--- Record extracts ---

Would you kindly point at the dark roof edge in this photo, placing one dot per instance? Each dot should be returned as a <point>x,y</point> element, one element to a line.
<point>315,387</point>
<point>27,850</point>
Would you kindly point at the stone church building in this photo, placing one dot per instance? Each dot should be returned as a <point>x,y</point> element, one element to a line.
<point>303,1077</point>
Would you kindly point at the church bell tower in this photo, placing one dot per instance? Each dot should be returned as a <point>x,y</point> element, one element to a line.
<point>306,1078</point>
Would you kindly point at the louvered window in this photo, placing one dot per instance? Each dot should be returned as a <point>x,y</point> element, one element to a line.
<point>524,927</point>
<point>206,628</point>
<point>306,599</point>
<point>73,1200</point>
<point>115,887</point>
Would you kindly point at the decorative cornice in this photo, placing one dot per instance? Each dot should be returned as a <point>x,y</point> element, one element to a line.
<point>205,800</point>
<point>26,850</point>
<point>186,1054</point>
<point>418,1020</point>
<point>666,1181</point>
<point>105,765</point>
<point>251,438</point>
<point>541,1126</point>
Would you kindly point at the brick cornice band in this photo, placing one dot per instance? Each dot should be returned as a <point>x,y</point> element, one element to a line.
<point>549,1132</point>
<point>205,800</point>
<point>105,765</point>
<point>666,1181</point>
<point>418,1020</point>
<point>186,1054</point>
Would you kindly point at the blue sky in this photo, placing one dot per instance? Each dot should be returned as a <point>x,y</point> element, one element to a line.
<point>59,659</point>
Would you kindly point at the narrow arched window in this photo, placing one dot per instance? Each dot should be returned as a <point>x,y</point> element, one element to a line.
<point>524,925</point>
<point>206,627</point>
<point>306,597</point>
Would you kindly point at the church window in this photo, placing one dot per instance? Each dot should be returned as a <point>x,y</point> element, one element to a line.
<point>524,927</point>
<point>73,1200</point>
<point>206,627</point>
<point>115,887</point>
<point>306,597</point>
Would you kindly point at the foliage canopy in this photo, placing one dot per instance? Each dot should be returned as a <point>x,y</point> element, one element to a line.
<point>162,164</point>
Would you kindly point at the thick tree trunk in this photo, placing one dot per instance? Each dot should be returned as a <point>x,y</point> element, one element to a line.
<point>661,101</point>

---

_What is expected_:
Go through the data and copy each line exactly as it was written.

_Response to the task_:
Would you kindly point at the dark roof edge in this photo, placing one dot per instance? Each dot should be returned as a <point>x,y</point> element, one element to a line.
<point>315,387</point>
<point>27,850</point>
Would you kindly point at the stone church building in this photo, placing one dot per instance? Each dot should be returned as a <point>x,y</point> element, one element to a line.
<point>303,1077</point>
Would you kindly point at the church bell tower in this photo, placing one dot per instance? Each dot should be returned as a <point>x,y</point> element, one element to a line.
<point>306,1078</point>
Would you kindly point at the louvered window in this photo, placing one dot per instance? Each dot should be returned as a <point>x,y</point> element, one element to a line.
<point>524,927</point>
<point>206,628</point>
<point>306,599</point>
<point>73,1200</point>
<point>115,887</point>
Would you kindly point at the decorative cornice in this photo, placing one dot per instance? Each dot should be returned as a <point>x,y</point> element, one element to a line.
<point>205,800</point>
<point>26,850</point>
<point>186,1054</point>
<point>418,1020</point>
<point>666,1181</point>
<point>105,765</point>
<point>251,438</point>
<point>541,1126</point>
Would you kindly point at the brick cornice band in this photo, placing one dot per instance? Each dot should be returned as a <point>x,y</point> element, one element to a line.
<point>549,1132</point>
<point>205,800</point>
<point>105,765</point>
<point>666,1181</point>
<point>418,1020</point>
<point>186,1054</point>
Would you kindly point at the blue sky in this photo, placing one dot per instance? Each dot should be returned as a <point>x,y</point> element, one element to a line.
<point>59,659</point>
Would you kindly point at the narrow arched window in this photo, placing one dot per instance? Each dot should be returned as a <point>x,y</point> element, one element to a line.
<point>524,925</point>
<point>206,627</point>
<point>306,597</point>
Would you kindly point at the church window in this photo, placing one dot per instance? Each dot should be returned as a <point>x,y</point> element, one element to a line.
<point>524,927</point>
<point>73,1200</point>
<point>206,627</point>
<point>115,887</point>
<point>306,597</point>
Would you kindly point at the foliage canopy in this photo, placing one dot per instance? Each dot should be returned as a <point>x,y</point> element, one element to a line.
<point>162,164</point>
Would you kindly point at the thick tree trunk in this photo, placing one dot per instance? Each dot should be returned as a <point>x,y</point> element, one element to a line.
<point>661,101</point>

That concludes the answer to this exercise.